§ WORK REQUEST
Word for word, repeat every record.

§ ENTRIES PROVIDED

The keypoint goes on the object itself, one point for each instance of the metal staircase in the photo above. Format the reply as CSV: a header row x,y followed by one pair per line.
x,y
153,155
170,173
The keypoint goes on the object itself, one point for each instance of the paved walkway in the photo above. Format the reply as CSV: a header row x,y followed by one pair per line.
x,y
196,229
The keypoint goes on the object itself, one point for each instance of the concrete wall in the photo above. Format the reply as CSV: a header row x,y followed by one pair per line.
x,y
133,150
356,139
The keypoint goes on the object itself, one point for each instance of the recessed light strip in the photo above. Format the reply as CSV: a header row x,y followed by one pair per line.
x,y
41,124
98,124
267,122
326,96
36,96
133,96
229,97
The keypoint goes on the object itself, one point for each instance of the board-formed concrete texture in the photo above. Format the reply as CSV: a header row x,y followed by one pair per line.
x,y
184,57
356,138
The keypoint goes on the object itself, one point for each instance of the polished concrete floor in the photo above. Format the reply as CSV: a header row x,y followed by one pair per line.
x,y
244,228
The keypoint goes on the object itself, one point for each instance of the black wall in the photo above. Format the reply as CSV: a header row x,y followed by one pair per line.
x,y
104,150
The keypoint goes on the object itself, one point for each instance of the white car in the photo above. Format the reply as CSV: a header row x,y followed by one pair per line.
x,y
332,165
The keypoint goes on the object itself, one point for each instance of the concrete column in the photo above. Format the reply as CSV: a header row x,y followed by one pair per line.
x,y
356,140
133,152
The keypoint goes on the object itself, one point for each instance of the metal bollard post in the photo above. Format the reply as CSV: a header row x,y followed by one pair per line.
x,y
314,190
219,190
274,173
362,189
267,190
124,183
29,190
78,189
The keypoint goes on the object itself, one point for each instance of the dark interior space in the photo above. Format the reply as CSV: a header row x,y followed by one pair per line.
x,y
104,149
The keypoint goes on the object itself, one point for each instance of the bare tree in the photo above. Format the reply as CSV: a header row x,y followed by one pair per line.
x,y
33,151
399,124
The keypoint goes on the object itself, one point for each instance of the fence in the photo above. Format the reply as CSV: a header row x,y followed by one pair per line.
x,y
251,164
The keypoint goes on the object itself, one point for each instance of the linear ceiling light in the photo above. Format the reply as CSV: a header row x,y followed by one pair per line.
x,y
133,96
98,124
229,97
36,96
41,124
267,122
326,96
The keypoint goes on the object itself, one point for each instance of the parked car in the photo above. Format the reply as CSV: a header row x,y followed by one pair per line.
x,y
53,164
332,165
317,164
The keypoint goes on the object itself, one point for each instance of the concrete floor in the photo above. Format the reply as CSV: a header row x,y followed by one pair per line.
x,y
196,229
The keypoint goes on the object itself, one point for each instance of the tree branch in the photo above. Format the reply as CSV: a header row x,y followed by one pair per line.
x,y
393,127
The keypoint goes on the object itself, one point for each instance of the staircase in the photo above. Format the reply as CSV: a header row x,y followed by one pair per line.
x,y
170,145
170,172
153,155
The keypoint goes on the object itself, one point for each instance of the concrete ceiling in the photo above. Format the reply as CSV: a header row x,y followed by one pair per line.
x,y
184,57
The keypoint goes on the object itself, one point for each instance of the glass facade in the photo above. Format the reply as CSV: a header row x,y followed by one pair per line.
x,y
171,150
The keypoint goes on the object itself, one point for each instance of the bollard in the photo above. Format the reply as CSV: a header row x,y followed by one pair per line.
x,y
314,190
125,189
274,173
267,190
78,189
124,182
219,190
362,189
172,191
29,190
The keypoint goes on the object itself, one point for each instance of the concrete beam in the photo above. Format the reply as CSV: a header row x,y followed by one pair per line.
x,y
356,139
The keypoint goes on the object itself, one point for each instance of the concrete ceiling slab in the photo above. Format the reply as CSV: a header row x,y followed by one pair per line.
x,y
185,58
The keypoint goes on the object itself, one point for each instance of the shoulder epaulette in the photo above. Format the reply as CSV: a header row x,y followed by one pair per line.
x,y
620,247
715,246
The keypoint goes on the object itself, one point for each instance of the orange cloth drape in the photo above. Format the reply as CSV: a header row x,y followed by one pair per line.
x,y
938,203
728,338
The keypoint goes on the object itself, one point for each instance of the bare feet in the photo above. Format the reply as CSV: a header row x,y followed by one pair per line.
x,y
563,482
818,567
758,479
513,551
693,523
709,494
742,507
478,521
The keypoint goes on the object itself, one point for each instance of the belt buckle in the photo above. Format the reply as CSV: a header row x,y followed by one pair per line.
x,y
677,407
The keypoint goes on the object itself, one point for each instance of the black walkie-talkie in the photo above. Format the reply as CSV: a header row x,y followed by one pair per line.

§ RESPONSE
The keypoint goes on the object itself, one point for each instance of the metal staircase in the photo above. Format the reply as CSV: a header row x,y followed by one pair per line.
x,y
153,155
170,173
The keypoint goes on the object itself, one point for each instance of the paved walkway in the photo above. Format the reply as CSV: a header row x,y followed by one pair per line.
x,y
196,229
The keypoint goes on the object itself, one point for each instance of the concrete wall in the photo above. Format the reply as CSV: a header row x,y followed by one pair per line.
x,y
133,150
356,139
The keypoint goes on the object itself, one point for each instance of the recessed light strip in the photo above. Format the reply as CSV: a header row x,y followed by one pair per line.
x,y
41,124
98,124
267,122
326,96
36,96
133,96
229,97
The keypoint goes on the object itself, one point for each instance of the board-formed concrete texture in the photo above. Format the reply as CSV: a header row x,y followed by one pair per line.
x,y
184,57
356,138
The keypoint goes on the object itself, one point for each instance of the polished concrete floor in the photo above. Format the reply as CSV: a header row x,y followed by one pair per line.
x,y
244,228
The keypoint goes on the object itself, one point for each instance of the black wall in the photo above. Format the reply as CSV: a header row x,y followed by one pair per line.
x,y
104,150
The keypoint goes on the object itself, one point for each instance of the white car in the photo above. Format the reply as CSV: a header row x,y followed by one pair per line.
x,y
332,165
The keypoint goes on the object itself, one point for each instance of the concrete column in the photo above. Format the reply as CSV: a header row x,y followed by one pair per line.
x,y
356,140
133,152
The keypoint goes on the object itself, one point for each instance of the metal bollard post in the photo above. Format the reply as CSV: a header row x,y followed by one pair per line.
x,y
314,190
219,190
274,173
362,189
267,190
124,183
29,190
78,189
The keypoint goes on the object itself, one point for each instance of the dark interior space in the photo above. Format the reply as CSV: a header row x,y followed by one pair per line.
x,y
104,149
The keypoint goes on the object itself, one point for each instance of the bare tree in the photo above. Format the reply as CSV: a header row x,y followed by one pair per line.
x,y
33,151
399,124
The keypoint goes on the object itself, one point for each instance of the fence in the photo above. Format the reply as CSV: a header row x,y followed by one pair per line.
x,y
251,164
The keypoint goes on the object itself, one point for each instance of the linear ceiling light in the photo above. Format the reply as CSV: a header row x,y followed by one pair per line.
x,y
133,96
98,124
229,97
36,96
41,124
267,122
326,96
The keypoint goes on the object itself, one point for each instance of the parked car in the photo above. Format the reply as CSV: a header row x,y followed by one pair per line.
x,y
53,164
332,165
317,164
The keypoint goes on the object itself, one point for each instance of the concrete floor in the photo above. Format the reply as CSV: a header row x,y followed by one pair per line.
x,y
196,229
The keypoint goes on the object itself, one point for each instance of the tree branch in the photo above. Format the reply as CSV: a header row x,y followed by one pair per line.
x,y
393,127
The keypoint goes on the object itself, one point for each instance of the staircase in the photo above. Format the reply as CSV: a header row x,y followed by one pair per line.
x,y
170,145
170,172
153,155
The keypoint goes on the object itself, one point for each instance of the concrete ceiling in the photo above. Format the reply as CSV: a header row x,y followed by one pair per line.
x,y
184,57
The keypoint goes on the object itself, one point for each instance of the glass facade in the photo above. Format the reply as CSV: a header row x,y followed by one pair per line.
x,y
171,150
The keypoint goes on the object itself, one point for each instance of the bollard in the photo above. Format the reply as CSV: a header row x,y followed by one pair per line.
x,y
314,190
125,189
274,173
267,190
78,189
124,182
219,190
362,189
172,191
29,190
The keypoint goes on the object itself, one point for each instance of the concrete beam in the photo above. Format the reply as CSV: a header row x,y followed by one pair per line.
x,y
356,139
The keypoint goes on the object itself, one point for each instance of the concrete ceiling slab in the photo above. Format the reply as CSV: a header row x,y followed by one pair per line.
x,y
185,58
The keypoint goes on the object itself, one point for each instance of the shoulder epaulette in the photo above. Format the reply as CSV: a header row x,y followed by one pair per line.
x,y
620,247
715,246
The keypoint goes on the object itself, one point for each instance of the orange cloth drape in the photo above. Format the reply as CSV: a header row x,y followed by one pair per line.
x,y
938,203
728,338
The keypoint goes on the object itself, one point for each instance of the bare feet in the photo above. Format the reply as CSV: a header row x,y followed by one pair per line.
x,y
563,482
818,567
758,479
513,551
693,523
709,494
742,507
478,521
The keypoint goes on the object itself, one point for each instance of the belt buckle in the photo above. Format the reply as CSV: a header row x,y followed by one pair per line.
x,y
677,407
The keypoint goes on the object itself, one point for each instance of the black walkie-talkie in the photo above. Format the reply as CSV: a header row x,y followed by one pair per line.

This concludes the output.